**DOCUMENT TEXT**.
%%

Tuesday, August 30, 2022



Bias hotlines at US colleges have led to a witch hunt culture on campus

When I stepped on campus at NYU four years ago, I was handed a school ID by a public safety officer. On the back, I found a list of phone numbers: who to call if I was in danger, who to call if I was sick, and . . . a bias response line? Not long after, I found posters with the same number on the back of bathroom stalls, urging students to call and report bias on campus.

Discrimination and harassment are one thing, but I found myself wondering what exactly constituted “bias.” Since I had watched students and professors canceled for all manner of perceived transgressions, it left me wondering what range of incidents could fall under this umbrella.

I had never heard of them before, but evidently schools across the country, from Drew University to Penn State, and the University of Missouri, have similar hotlines. Countless other colleges and universities have bias response teams, many with online reporting forms.

As a champion of free speech, I was concerned, so I dug a little deeper. That’s when I found a 2018 report on my school’s hotline, which divided the calls they received into groups. Category 1 constituted alleged violations of the university’s anti-discrimination and anti-harassment policies. Category 2, however, included instances determined to be biased but not a violation. Those constituted 61% of the calls made.

%%

(Records of labeled points)

%%

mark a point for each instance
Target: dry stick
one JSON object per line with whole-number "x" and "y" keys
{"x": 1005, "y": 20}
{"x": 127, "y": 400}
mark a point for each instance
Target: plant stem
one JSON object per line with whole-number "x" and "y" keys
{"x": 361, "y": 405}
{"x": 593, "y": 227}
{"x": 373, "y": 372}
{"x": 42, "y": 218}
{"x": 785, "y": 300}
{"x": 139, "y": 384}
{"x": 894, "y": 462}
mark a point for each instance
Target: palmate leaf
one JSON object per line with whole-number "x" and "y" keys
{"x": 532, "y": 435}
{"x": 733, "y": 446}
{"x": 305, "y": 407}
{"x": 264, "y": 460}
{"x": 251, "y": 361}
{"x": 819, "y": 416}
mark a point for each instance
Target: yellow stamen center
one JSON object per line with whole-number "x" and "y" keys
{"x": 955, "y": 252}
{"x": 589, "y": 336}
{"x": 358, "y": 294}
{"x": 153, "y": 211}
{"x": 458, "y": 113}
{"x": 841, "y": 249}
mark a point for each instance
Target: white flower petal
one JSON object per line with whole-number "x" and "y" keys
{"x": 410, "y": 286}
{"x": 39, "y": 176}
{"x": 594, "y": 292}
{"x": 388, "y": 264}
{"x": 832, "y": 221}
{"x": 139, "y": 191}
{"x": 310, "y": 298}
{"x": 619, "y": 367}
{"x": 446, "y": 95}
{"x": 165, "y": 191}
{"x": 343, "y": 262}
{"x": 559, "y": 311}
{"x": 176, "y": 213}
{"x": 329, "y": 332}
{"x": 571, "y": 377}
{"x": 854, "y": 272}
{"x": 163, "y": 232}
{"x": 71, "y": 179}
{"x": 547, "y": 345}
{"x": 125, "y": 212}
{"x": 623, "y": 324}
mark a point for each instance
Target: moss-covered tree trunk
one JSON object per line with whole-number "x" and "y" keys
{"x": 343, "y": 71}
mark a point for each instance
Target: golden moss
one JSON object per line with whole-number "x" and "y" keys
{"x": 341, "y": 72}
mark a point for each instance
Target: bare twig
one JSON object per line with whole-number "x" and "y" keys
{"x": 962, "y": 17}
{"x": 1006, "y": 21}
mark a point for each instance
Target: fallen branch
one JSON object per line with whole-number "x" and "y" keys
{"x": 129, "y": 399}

%%

**REQUIREMENTS**.
According to the article on bias hotlines at US colleges, what percentage of the calls in the 2018 report fell into Category 2?

**ANSWER**.
61% of the calls made.